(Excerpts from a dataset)

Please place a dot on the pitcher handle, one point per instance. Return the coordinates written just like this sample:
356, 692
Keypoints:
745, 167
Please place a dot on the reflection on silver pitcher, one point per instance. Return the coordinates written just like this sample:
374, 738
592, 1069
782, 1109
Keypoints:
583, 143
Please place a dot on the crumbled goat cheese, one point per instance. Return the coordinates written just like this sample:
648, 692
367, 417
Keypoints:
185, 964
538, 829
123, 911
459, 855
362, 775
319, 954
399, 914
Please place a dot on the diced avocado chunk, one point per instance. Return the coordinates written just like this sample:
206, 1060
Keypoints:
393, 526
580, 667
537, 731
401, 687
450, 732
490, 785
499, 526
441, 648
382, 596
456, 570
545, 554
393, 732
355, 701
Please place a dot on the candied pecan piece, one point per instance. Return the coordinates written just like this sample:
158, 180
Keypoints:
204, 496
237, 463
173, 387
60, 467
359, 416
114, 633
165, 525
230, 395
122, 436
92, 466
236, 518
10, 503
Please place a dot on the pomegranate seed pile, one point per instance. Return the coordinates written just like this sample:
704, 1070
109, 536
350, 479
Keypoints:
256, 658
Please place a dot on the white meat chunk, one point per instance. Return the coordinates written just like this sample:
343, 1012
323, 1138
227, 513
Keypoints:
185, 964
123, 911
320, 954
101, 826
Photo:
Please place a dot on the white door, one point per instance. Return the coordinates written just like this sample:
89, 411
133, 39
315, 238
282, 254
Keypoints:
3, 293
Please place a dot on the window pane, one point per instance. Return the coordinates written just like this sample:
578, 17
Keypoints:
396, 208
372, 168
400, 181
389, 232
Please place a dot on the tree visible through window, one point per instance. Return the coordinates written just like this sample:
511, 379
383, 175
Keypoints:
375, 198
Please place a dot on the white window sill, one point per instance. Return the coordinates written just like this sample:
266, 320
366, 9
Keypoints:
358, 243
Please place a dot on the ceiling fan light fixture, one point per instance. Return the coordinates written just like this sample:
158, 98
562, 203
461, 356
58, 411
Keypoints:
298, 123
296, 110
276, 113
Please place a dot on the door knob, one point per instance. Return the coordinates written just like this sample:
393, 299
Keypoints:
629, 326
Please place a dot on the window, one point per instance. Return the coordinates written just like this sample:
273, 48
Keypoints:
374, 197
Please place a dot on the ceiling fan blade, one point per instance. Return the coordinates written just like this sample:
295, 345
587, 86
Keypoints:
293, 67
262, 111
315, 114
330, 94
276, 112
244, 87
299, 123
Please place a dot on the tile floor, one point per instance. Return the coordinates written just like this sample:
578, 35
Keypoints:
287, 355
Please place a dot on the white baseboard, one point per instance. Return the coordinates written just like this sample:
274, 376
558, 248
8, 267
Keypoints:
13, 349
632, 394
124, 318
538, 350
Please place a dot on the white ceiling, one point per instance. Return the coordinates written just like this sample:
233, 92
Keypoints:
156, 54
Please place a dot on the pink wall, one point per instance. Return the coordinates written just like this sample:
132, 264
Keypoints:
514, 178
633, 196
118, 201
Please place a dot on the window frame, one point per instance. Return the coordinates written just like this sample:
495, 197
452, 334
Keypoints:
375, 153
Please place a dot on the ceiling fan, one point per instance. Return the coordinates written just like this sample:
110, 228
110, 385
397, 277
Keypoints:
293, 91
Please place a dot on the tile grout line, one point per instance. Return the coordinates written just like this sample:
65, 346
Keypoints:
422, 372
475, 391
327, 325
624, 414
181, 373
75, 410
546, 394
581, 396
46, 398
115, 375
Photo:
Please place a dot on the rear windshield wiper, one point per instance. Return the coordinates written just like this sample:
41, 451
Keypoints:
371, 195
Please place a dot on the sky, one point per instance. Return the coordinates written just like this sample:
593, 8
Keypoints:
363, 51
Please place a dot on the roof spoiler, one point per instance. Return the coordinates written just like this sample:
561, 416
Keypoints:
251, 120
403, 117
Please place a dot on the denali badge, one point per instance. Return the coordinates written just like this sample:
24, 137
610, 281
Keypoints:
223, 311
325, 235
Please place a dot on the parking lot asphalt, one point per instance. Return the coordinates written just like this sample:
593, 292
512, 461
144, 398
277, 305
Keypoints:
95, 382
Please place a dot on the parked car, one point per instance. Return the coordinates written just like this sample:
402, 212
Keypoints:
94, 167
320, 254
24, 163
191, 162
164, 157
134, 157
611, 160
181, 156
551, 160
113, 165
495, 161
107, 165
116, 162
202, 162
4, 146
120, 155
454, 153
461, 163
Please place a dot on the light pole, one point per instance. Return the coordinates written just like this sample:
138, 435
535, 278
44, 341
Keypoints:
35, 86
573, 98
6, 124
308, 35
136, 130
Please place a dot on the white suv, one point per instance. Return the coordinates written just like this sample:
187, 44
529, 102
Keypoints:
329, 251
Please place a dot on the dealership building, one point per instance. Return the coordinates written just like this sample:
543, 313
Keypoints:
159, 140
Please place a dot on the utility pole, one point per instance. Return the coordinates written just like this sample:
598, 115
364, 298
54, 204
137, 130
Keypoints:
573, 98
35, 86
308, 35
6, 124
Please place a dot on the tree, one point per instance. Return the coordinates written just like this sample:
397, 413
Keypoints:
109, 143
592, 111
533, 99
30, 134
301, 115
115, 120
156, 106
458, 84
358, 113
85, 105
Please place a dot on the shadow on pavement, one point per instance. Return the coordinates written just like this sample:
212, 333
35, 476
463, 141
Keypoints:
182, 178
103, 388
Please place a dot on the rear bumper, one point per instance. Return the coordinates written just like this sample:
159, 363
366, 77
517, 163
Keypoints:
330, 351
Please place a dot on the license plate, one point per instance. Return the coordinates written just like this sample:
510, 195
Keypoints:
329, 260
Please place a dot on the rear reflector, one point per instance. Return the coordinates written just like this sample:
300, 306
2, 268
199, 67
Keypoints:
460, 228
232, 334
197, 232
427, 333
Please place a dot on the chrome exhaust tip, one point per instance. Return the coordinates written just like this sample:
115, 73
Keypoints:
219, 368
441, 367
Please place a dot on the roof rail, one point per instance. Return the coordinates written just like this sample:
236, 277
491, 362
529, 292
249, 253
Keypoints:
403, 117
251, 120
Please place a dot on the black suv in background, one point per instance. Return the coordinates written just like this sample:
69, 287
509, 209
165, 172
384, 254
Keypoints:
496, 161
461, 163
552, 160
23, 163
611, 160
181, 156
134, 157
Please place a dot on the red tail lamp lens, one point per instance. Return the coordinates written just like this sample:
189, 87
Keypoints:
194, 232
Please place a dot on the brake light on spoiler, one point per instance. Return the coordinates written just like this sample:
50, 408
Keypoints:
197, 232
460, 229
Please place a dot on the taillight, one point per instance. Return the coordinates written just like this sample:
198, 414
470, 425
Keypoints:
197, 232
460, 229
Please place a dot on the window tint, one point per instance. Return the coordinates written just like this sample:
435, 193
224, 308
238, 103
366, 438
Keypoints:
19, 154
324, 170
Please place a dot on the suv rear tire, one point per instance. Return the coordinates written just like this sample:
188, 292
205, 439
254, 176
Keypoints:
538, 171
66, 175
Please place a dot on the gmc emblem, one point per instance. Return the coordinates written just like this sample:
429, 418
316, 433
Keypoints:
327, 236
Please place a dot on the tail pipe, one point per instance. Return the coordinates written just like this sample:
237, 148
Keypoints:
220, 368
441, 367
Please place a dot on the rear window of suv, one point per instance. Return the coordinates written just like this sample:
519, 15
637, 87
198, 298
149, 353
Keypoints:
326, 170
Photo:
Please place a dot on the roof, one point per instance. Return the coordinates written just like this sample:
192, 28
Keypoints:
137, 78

--

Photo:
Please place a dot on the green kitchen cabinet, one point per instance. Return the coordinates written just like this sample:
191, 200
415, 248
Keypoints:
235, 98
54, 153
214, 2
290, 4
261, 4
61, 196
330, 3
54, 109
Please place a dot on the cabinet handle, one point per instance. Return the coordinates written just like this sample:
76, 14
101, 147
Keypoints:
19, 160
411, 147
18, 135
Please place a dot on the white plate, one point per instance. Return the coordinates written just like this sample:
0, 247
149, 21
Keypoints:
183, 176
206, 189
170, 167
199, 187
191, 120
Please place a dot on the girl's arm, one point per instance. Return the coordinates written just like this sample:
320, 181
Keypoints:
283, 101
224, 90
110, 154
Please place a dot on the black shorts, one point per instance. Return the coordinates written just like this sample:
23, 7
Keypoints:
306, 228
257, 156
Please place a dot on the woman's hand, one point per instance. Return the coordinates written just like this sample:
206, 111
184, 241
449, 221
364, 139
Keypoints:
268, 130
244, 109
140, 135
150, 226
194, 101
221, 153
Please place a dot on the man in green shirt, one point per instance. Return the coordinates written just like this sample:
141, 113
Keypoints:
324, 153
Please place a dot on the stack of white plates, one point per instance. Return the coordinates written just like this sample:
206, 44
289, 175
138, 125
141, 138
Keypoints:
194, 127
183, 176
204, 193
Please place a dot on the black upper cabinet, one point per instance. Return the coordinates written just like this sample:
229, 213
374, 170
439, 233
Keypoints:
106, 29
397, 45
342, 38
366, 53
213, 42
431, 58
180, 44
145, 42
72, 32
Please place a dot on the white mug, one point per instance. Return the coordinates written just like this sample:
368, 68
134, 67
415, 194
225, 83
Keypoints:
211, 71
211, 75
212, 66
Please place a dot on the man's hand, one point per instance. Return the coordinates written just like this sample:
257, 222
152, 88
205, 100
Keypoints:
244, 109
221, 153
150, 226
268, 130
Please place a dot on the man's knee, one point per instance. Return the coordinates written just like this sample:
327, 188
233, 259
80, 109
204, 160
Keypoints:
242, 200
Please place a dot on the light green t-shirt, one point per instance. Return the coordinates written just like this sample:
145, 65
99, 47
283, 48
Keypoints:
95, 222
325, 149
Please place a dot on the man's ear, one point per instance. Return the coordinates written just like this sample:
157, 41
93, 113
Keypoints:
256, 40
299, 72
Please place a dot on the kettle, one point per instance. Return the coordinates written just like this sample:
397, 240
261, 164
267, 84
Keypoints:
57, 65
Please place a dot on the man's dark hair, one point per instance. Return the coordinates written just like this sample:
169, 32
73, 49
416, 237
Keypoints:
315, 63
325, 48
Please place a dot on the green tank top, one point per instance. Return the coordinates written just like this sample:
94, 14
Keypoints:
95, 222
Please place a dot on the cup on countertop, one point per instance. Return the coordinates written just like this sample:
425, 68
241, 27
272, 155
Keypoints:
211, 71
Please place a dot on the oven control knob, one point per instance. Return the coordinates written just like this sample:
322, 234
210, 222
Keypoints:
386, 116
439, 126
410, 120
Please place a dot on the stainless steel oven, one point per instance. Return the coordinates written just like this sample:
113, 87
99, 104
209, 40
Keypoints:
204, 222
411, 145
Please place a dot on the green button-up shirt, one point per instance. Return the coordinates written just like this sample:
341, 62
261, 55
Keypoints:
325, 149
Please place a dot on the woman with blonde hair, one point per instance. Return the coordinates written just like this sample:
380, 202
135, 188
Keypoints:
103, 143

* * *

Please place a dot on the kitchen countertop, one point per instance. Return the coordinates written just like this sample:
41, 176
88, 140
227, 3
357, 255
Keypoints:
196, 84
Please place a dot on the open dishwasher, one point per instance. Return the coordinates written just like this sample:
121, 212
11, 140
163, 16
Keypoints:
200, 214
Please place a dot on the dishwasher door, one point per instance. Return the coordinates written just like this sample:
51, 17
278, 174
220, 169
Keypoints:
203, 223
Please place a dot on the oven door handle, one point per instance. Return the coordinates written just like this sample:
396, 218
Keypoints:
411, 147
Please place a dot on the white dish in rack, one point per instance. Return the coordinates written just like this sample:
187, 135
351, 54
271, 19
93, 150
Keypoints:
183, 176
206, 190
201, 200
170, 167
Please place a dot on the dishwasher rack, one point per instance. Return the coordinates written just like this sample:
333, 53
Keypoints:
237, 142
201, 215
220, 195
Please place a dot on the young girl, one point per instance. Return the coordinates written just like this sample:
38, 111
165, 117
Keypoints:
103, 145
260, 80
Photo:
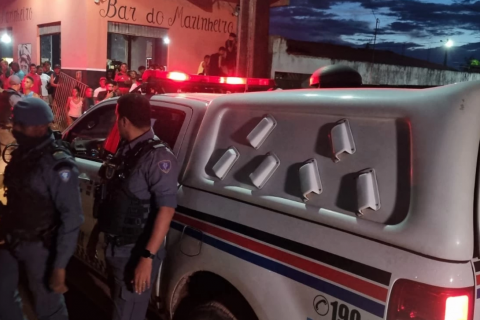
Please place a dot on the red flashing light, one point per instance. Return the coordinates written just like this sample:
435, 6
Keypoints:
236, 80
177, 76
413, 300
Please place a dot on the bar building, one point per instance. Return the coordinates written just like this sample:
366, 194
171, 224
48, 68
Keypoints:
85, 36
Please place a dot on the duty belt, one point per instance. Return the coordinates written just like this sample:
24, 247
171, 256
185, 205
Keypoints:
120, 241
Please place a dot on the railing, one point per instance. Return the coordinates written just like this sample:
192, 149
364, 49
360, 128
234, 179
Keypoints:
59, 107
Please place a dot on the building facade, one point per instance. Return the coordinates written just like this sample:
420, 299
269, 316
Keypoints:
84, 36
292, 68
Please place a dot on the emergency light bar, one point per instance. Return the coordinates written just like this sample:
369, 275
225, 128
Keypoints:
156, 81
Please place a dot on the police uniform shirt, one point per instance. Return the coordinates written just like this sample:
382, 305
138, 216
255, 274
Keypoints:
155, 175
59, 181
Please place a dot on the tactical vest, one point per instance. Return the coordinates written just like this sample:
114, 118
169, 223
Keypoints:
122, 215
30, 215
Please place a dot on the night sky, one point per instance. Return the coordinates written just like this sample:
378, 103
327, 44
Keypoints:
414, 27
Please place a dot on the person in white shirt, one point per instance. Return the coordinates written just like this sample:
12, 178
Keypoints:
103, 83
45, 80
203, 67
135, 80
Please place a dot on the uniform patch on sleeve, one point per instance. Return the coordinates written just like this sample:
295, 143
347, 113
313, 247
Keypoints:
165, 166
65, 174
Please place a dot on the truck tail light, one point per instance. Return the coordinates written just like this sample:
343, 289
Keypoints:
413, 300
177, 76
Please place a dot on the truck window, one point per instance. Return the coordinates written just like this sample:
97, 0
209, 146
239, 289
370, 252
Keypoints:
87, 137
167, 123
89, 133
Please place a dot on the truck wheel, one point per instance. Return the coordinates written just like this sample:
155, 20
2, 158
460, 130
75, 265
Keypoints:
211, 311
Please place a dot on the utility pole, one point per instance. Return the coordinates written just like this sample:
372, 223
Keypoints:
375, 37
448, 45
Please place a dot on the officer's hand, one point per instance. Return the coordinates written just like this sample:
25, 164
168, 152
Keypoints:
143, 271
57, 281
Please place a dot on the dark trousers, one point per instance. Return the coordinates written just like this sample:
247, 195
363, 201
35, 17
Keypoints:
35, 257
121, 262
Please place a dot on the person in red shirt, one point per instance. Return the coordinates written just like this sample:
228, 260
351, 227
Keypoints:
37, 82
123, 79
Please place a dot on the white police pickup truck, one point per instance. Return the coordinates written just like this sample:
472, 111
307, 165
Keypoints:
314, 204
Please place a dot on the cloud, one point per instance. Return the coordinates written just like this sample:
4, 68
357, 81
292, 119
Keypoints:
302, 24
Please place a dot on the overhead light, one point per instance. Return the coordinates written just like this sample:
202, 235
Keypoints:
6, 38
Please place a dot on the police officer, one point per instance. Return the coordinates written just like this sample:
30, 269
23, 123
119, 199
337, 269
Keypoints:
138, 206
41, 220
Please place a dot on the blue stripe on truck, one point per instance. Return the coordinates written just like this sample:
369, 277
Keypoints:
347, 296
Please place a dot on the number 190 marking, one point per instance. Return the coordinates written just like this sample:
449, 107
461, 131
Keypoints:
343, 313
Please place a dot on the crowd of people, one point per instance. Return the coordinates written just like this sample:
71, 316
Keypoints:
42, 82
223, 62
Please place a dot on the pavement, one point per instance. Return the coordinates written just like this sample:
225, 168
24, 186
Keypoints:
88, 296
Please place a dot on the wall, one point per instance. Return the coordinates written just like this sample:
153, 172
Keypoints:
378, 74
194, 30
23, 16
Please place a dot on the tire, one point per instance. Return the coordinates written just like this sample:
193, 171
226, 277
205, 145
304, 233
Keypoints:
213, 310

*WORK REQUEST:* Determine how many lines in the data include "door", and let the answer be that number alone.

*TASK RESPONSE:* 4